======== TASK DATA
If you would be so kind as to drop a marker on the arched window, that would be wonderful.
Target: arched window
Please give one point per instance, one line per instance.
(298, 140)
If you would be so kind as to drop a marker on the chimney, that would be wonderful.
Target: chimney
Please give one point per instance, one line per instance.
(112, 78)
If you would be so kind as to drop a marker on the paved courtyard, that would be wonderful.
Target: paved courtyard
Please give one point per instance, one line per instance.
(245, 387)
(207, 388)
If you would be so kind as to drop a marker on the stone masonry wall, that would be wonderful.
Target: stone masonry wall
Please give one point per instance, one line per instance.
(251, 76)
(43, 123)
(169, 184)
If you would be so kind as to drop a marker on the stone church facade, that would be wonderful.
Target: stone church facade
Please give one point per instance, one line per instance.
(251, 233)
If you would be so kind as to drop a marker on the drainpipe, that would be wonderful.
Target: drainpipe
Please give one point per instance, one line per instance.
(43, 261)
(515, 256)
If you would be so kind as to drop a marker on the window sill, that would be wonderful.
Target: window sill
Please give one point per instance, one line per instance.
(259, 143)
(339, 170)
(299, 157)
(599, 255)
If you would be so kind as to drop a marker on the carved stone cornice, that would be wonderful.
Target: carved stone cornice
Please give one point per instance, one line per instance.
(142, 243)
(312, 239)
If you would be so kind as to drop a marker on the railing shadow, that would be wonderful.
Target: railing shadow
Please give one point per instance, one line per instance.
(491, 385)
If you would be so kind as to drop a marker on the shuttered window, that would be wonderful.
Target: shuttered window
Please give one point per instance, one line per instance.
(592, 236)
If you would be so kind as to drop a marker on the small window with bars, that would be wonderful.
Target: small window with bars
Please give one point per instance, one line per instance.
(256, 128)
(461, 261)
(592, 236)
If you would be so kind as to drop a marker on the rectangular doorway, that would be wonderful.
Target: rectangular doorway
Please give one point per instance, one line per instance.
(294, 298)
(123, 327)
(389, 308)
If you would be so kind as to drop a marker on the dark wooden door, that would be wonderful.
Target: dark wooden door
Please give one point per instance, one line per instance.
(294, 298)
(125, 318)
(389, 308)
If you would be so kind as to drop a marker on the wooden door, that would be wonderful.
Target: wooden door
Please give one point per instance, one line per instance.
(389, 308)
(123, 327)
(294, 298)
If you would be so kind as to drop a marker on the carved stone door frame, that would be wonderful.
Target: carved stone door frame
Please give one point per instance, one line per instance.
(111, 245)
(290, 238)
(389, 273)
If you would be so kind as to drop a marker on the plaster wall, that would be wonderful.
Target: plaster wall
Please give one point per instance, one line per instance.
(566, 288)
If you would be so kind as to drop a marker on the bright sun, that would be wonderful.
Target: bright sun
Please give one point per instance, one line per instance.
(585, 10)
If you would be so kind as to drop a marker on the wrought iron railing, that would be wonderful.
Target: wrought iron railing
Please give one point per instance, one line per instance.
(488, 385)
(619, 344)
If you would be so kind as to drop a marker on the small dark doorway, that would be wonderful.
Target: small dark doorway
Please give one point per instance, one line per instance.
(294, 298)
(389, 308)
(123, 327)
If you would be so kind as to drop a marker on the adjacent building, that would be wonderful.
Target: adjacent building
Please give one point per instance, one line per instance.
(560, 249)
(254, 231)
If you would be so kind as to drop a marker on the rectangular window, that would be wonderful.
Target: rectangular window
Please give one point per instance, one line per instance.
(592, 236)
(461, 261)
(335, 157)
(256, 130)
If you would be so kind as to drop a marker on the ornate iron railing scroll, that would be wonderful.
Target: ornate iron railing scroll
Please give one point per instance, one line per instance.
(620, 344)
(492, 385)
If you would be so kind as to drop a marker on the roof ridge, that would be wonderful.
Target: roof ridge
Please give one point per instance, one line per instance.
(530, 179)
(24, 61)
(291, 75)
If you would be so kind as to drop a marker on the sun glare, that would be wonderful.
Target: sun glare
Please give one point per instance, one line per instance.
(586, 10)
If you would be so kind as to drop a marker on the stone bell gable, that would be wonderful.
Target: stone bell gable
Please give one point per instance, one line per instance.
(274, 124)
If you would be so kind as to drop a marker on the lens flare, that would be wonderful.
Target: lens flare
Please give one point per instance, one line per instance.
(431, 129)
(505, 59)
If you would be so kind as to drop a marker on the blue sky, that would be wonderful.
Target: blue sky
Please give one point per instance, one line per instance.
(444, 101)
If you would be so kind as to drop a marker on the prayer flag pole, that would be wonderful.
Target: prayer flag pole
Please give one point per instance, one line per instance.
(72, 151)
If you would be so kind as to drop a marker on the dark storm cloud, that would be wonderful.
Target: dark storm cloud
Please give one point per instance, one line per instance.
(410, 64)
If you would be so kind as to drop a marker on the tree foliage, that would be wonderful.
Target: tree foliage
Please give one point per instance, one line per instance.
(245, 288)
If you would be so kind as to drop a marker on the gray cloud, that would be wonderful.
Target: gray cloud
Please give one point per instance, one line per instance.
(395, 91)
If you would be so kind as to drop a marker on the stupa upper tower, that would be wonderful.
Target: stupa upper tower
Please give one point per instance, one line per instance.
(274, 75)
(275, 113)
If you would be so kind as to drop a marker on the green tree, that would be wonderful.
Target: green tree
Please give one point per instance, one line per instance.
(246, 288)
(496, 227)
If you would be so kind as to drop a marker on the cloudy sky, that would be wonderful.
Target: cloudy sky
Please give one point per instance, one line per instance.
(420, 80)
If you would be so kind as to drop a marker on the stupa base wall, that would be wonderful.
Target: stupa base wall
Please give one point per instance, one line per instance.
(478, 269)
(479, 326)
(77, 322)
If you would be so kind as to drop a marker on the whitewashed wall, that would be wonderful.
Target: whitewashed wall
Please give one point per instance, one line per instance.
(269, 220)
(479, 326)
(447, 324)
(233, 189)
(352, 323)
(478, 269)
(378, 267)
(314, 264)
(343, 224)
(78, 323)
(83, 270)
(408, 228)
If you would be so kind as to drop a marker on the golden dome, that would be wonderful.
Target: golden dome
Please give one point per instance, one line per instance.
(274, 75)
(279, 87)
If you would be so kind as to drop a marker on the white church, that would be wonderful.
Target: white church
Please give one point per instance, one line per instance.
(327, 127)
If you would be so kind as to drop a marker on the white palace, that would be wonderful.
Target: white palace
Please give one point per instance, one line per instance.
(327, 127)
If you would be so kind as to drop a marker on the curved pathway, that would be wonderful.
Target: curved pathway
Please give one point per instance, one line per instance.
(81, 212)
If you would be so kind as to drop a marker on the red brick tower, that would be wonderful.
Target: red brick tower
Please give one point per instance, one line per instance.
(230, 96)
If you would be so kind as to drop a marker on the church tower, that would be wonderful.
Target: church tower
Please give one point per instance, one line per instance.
================
▶ OBJECTIVE:
Begin with the line containing "church, that would be wonderful." and repeat each line exactly until the records above end.

▶ RIGHT ANSWER:
If you would be so kind as to drop a marker on the white church, that would be wonderful.
Target: white church
Please give one point per instance, one line per instance.
(327, 127)
If you would be so kind as to drop a marker on the white palace, that would be wonderful.
Target: white palace
Please give one point per instance, one line per instance.
(327, 127)
If you would be so kind as to drop a marker on the curved pathway, that would be wonderful.
Target: curved pathway
Please give one point per instance, one line per instance.
(81, 212)
If you would be so kind as to drop a marker on the red brick tower, that would be wonderful.
Target: red brick tower
Please give one point per instance, one line per instance.
(230, 96)
If you would be so kind as to drop a marker on the church tower, that would be wonderful.
Target: church tower
Please give one point per instance, one line per instance.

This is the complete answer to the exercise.